● **What needs to be done**: Copy word for word, and only, the lines below from the one with "x=59, y=259" through the last.

[Image point grounding data]
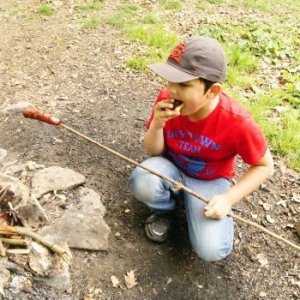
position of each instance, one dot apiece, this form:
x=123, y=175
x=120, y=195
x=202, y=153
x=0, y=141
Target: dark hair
x=207, y=84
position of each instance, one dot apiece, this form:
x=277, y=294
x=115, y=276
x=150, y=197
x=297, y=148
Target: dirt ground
x=80, y=75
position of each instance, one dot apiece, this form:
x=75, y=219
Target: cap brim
x=171, y=73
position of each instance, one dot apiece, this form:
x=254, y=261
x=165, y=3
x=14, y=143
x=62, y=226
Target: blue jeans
x=211, y=239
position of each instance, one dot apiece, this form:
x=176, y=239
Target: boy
x=197, y=144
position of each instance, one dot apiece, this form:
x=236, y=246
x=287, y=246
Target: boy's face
x=192, y=94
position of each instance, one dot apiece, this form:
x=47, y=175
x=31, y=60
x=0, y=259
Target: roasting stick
x=46, y=118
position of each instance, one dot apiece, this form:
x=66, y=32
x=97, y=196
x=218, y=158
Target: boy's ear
x=214, y=90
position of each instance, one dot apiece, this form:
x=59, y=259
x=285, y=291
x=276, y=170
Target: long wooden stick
x=35, y=114
x=179, y=185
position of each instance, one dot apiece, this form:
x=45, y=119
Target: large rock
x=53, y=269
x=83, y=227
x=55, y=178
x=31, y=213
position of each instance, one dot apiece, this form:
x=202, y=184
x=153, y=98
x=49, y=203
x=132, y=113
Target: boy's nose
x=172, y=88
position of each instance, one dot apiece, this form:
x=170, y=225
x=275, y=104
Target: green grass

● **Reply**:
x=59, y=259
x=285, y=291
x=276, y=170
Target: long wooden stick
x=35, y=114
x=179, y=185
position of each instance, one dot apiece, this form:
x=45, y=119
Target: large rock
x=53, y=269
x=83, y=227
x=55, y=178
x=31, y=213
position of each instance, one dot apiece, this form:
x=202, y=184
x=153, y=98
x=49, y=203
x=132, y=113
Target: boy's nose
x=172, y=88
position of each instance, one dot apiece, this form:
x=170, y=225
x=275, y=104
Target: green grass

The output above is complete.